■ **TASK PROMPT**:
Copy each of the lines below word for word, leaving out the pictures.

■ **ENTRIES**:

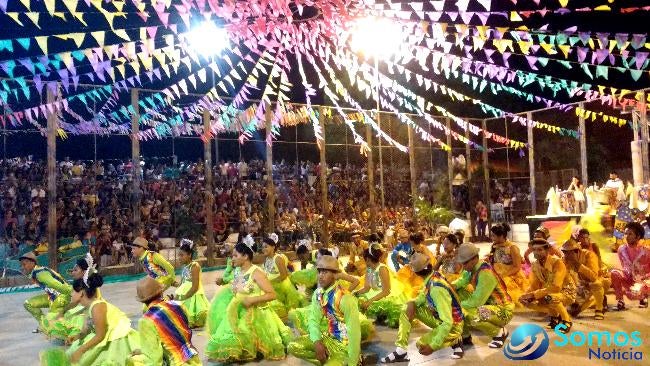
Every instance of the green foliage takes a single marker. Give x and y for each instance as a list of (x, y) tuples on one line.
[(433, 214)]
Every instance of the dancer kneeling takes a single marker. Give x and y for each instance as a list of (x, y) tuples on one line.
[(275, 267), (165, 334), (381, 297), (488, 307), (190, 292), (438, 307), (552, 289), (241, 324), (334, 329), (107, 339)]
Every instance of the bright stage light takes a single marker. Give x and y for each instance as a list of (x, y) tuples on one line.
[(207, 39), (378, 37)]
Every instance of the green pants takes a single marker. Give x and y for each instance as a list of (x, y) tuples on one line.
[(34, 305), (488, 319), (424, 314), (303, 347)]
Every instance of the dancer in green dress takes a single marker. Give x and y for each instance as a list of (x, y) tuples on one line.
[(275, 267), (153, 263), (165, 334), (190, 292), (381, 296), (57, 290), (334, 328), (107, 339), (240, 322)]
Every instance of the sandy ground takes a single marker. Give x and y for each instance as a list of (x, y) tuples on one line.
[(18, 346)]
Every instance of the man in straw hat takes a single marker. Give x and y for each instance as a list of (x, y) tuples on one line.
[(402, 250), (551, 287), (583, 265), (153, 263), (338, 342), (165, 334), (488, 306), (438, 307), (57, 290)]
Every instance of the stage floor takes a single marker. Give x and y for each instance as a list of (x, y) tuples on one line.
[(18, 346)]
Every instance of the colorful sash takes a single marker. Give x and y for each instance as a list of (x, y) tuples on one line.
[(330, 306), (499, 295), (153, 270), (436, 279), (51, 293), (172, 325)]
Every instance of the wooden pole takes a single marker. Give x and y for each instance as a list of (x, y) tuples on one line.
[(371, 182), (468, 165), (583, 146), (486, 173), (450, 166), (270, 188), (643, 121), (531, 165), (135, 158), (325, 230), (52, 249), (209, 195), (414, 192)]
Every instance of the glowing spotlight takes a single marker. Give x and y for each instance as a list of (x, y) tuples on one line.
[(207, 39), (378, 37)]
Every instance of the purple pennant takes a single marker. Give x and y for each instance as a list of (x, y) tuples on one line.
[(604, 39), (638, 40), (582, 53), (601, 55), (640, 58)]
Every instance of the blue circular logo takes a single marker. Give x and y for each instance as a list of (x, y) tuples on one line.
[(527, 342)]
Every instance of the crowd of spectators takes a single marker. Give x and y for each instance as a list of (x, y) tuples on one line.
[(95, 201)]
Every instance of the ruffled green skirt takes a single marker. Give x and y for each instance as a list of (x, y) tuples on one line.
[(196, 306), (238, 334), (300, 320), (106, 353), (62, 328)]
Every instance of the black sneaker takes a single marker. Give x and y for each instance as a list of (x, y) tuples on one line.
[(369, 359)]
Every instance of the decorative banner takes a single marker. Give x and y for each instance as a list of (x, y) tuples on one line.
[(587, 114)]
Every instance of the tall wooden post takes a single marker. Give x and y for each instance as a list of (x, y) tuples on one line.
[(450, 165), (643, 122), (52, 249), (468, 165), (486, 172), (531, 164), (325, 228), (135, 158), (583, 146), (414, 191), (270, 188), (209, 194), (371, 181)]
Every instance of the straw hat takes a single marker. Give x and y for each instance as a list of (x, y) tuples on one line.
[(419, 261), (327, 262), (29, 255), (148, 288), (539, 243), (570, 245), (140, 242), (442, 230), (465, 252)]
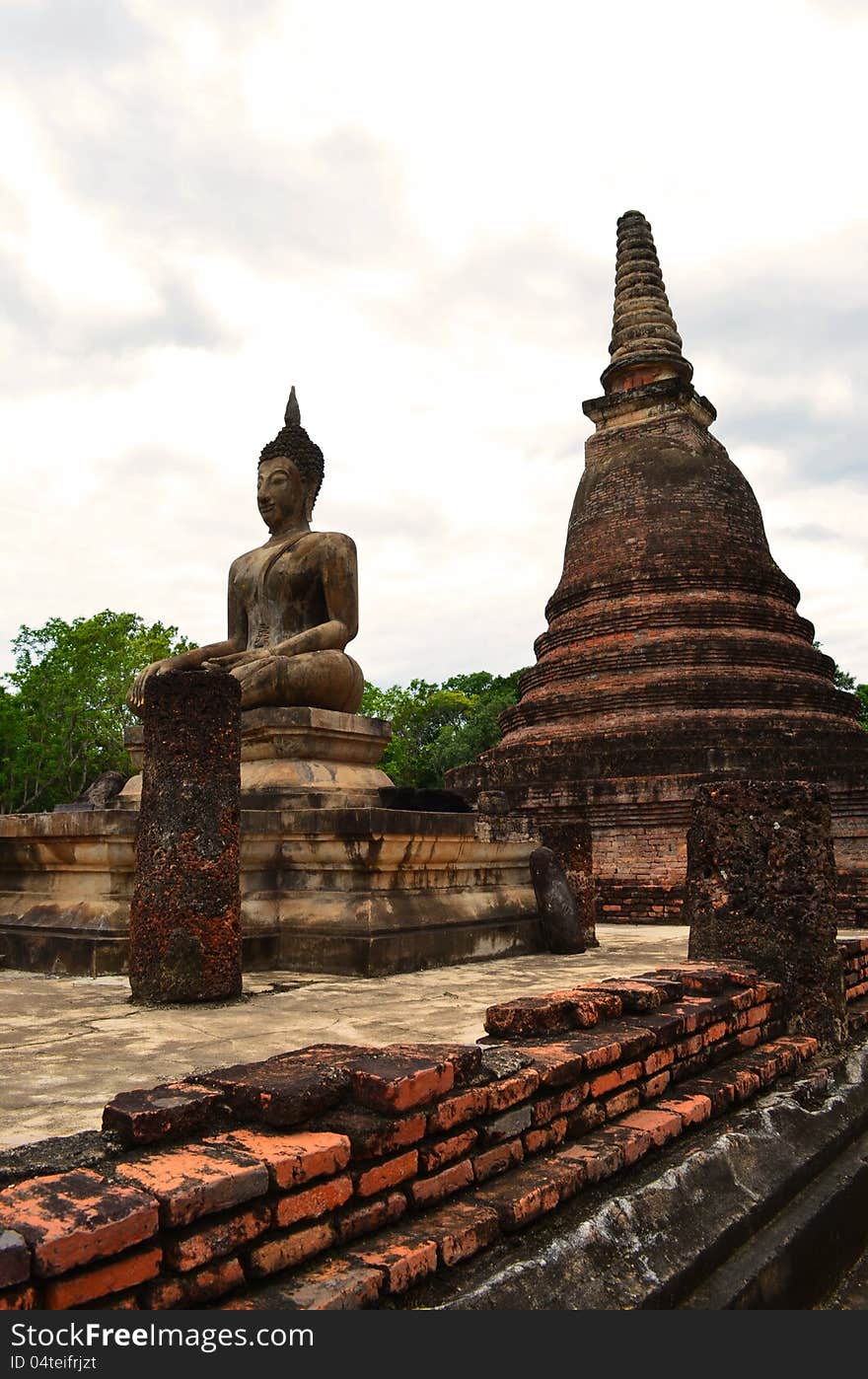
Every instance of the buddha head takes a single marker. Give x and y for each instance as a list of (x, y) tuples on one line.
[(290, 472)]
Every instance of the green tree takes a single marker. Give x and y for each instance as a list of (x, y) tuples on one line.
[(436, 727), (62, 709)]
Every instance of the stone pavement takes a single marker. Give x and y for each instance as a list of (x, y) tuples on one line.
[(69, 1044)]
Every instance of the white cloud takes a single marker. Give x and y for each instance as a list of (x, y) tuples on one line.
[(410, 214)]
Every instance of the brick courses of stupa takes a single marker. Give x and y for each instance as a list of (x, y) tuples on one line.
[(674, 652)]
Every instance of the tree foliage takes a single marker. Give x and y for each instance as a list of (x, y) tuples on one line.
[(439, 726), (62, 709)]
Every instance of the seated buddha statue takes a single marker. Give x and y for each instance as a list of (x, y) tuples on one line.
[(293, 602)]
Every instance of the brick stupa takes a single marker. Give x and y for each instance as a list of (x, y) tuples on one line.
[(674, 652)]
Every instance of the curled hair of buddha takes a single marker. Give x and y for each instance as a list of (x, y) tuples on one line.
[(294, 443)]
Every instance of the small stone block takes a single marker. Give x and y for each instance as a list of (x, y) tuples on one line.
[(314, 1201), (452, 1179), (369, 1216), (401, 1258), (196, 1179), (14, 1260), (290, 1159), (170, 1111), (387, 1174), (69, 1219), (190, 1289), (110, 1277), (283, 1253), (338, 1285), (208, 1240)]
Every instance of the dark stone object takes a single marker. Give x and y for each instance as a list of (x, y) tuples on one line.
[(427, 801), (567, 925), (99, 794), (760, 889), (185, 928)]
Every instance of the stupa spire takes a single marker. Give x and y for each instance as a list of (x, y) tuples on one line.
[(645, 341)]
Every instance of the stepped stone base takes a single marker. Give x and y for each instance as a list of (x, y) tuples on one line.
[(331, 880)]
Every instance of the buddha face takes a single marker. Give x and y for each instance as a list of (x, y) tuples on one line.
[(280, 494)]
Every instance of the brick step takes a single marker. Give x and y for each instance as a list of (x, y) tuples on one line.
[(391, 1262)]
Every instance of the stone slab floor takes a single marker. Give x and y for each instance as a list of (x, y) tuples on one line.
[(69, 1044)]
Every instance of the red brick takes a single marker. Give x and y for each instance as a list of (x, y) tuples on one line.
[(497, 1160), (529, 1015), (621, 1102), (399, 1084), (314, 1201), (69, 1219), (635, 996), (199, 1244), (446, 1150), (20, 1299), (597, 1160), (196, 1179), (633, 1142), (14, 1258), (290, 1159), (369, 1216), (615, 1077), (374, 1135), (457, 1111), (338, 1285), (661, 1125), (172, 1109), (758, 1014), (654, 1085), (512, 1090), (549, 1108), (545, 1138), (584, 1119), (190, 1289), (463, 1229), (286, 1090), (452, 1179), (519, 1198), (290, 1250), (691, 1109), (388, 1174), (403, 1258), (113, 1275), (659, 1059)]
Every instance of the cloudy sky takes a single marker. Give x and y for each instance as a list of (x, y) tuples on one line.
[(408, 210)]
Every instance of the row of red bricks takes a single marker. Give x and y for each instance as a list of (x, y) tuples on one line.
[(542, 1095)]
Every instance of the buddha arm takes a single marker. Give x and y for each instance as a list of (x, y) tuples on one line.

■ **REPLY**:
Every instance of the green foliage takes a single marker. Give x and y for each instance as a list of (x, y) tuples on one line.
[(433, 214)]
Every instance of the dancer kneeling takes a single marker. Give x and y for each instance as a list of (x, y) tuples on one line.
[(275, 267), (165, 334), (381, 297), (488, 307), (190, 292), (438, 307), (552, 289), (241, 324), (334, 329), (107, 339)]
Every instance of the bright stage light takes a single marker. Give x and y for each instance as a list of (x, y) tuples on one line.
[(207, 39), (378, 37)]
Every instance of the green pants takes a single marker. Give x and y for each instance as a list of (x, y) tuples on one line.
[(34, 305), (488, 319), (424, 314), (303, 347)]
Every instance of the dancer in green dress takes a single marker. Give x and y for each instance as a list of (x, y) tuples on one line.
[(275, 267), (153, 263), (165, 334), (190, 292), (381, 296), (57, 290), (334, 328), (107, 339), (240, 322)]
Every instance of the sandy ground takes a single marker. Give x and y for each instance as a list of (x, y) tuples on one line.
[(18, 346)]
Every instance of the man in straw hat takes a single marker. Give x and y for each instance as a list of (x, y) tuples on one line.
[(402, 250), (551, 287), (583, 265), (153, 263), (338, 342), (165, 334), (488, 306), (438, 307), (57, 290)]
Every instance of the stage floor takes a single marker. Give x and y for each instance as a list of (x, y) tuples on one line.
[(18, 346)]
Every instance of the colorful sash takes a single marker. Give x and y for each instance as a list of (x, y) tuples on one line.
[(330, 306), (499, 295), (153, 270), (436, 279), (51, 293), (172, 325)]
Every instance of the wooden pole takes a single marker. Give x and y for each instance as a list of (x, y) tuples on one line.
[(371, 182), (468, 165), (583, 146), (486, 173), (450, 166), (270, 188), (643, 121), (531, 165), (135, 158), (325, 230), (52, 249), (209, 195), (414, 192)]
Every instance of the glowing spotlight takes a single marker. Give x and y for each instance as a list of (x, y) tuples on one line.
[(207, 39), (378, 37)]
Every instance of the purple pennant takes a single marker. Give x and y for each instance as a list of (x, y) tuples on one line.
[(604, 39), (638, 40), (582, 53), (601, 55), (640, 58)]
Every instance of the blue circular logo takes a single marker. Give x and y for each instance as a list of (x, y) tuples on one line.
[(527, 342)]
Every instance of the crowd of spectators takes a single marker. Give x and y for each instance as a list of (x, y) tuples on one line.
[(95, 201)]
Every instance of the ruffled green skirt takes a single marker. Give x and y for each instance as a list of (x, y) tuples on one line.
[(196, 306), (238, 334), (300, 320), (106, 353), (62, 328)]
Every instance of the black sneaker takes a single marker. Give x and y for each instance as a list of (x, y) tuples on one line.
[(369, 359)]
Every instance of the decorative banner takes a single marker. Give x and y for each instance as a list of (x, y) tuples on one line.
[(587, 114)]
Every instance of the tall wooden post takes a single marker. Give x and y for each instance as a list of (x, y) tuples on one line.
[(450, 165), (643, 122), (52, 249), (468, 165), (486, 172), (531, 164), (325, 228), (135, 158), (583, 146), (414, 191), (270, 188), (209, 194), (371, 181)]
Every instance of the straw hat takes a single marker. Give x and y for each instance as a list of (x, y) tuples on one line.
[(419, 261), (327, 262), (29, 255), (148, 288), (539, 243), (570, 245), (140, 242), (442, 230), (465, 252)]
Every instance of the buddha head takes a single marker. Give x and y for each instance as a list of (x, y) tuples on one line.
[(290, 472)]
Every instance of the green tree takes a single marker. Give x and y for each instance as a list of (x, y) tuples on one line.
[(436, 727), (62, 709)]
Every instance of the stone pavement takes a single marker. Give x and y for each instance as a list of (x, y) tuples on one line.
[(69, 1044)]
Every instance of the white cloud takes a single marker. Give x and y for each instance as a list of (x, y) tuples on one line.
[(410, 214)]
Every instance of the brick courses of stupa takes a single marker. Give x and y for each instance as a list of (x, y) tuples on one line.
[(674, 652)]
Every instance of the tree foliage takes a single marker. Give x and y for each instance as a list of (x, y) tuples on one line.
[(439, 726), (62, 709)]
Every instance of the seated buddha statue takes a single marker. Give x and y for each instance as a list of (x, y) tuples on one line.
[(293, 602)]
Every instance of the brick stupa takes a single marker. Give x and y for each instance as a list of (x, y) tuples on one line.
[(674, 652)]
Every instance of the curled hair of buddha takes a single marker. Give x and y for each instance as a list of (x, y) tuples on one line.
[(294, 443)]
Every instance of the small stone block takes a single marker. Give x and y for each instance as a list of (x, y) tuples on one line.
[(314, 1201), (452, 1179), (369, 1216), (401, 1258), (196, 1179), (14, 1260), (290, 1159), (170, 1111), (387, 1174), (69, 1219), (190, 1289), (110, 1277), (283, 1253), (338, 1285), (208, 1240)]
Every instance of the dark stone object takes a single marker. Give x and y for each instance as a list of (x, y) tuples on one line.
[(427, 801), (567, 925), (99, 794), (760, 889), (185, 928)]
Every instance of the stupa spire takes a single marker. Give x and y for each instance as a list of (x, y) tuples on one line.
[(645, 341)]
Every instance of the stepped stone base takes a single marker. Give x and y for each instance as a list of (x, y) tuples on one line.
[(331, 880)]
Every instance of the buddha face takes a single marker. Give x and y for each instance as a list of (x, y) tuples on one line.
[(280, 494)]
Every instance of the brick step takes a single marker. Give x and y for each instance as a list of (x, y) tuples on one line.
[(391, 1262)]
Every instance of the stone slab floor takes a single marker. Give x and y for each instance as a list of (x, y) tuples on one line.
[(69, 1044)]
Every instance of the red brick takes a single marker. Give x and y for each instance as a list of (x, y) tuples on one line.
[(497, 1160), (529, 1015), (621, 1102), (399, 1084), (314, 1201), (69, 1219), (635, 996), (199, 1244), (446, 1150), (20, 1299), (597, 1160), (196, 1179), (633, 1142), (14, 1258), (290, 1159), (369, 1216), (615, 1077), (374, 1135), (457, 1111), (338, 1285), (661, 1125), (172, 1109), (758, 1014), (654, 1085), (512, 1090), (549, 1108), (545, 1138), (584, 1119), (190, 1289), (463, 1229), (286, 1090), (452, 1179), (519, 1198), (290, 1250), (691, 1109), (388, 1174), (403, 1258), (113, 1275), (659, 1059)]
Every instance of the cloudy sky takes a single marker. Give x and y for each instance as a list of (x, y) tuples on one line.
[(408, 210)]
Every instance of the row of red bricks takes a single marker. Give x and y for each instance as a list of (x, y) tuples on one line.
[(542, 1095)]
Every instance of the buddha arm takes a single marker. Give x and y for each instance as a list of (x, y) tuples on one line.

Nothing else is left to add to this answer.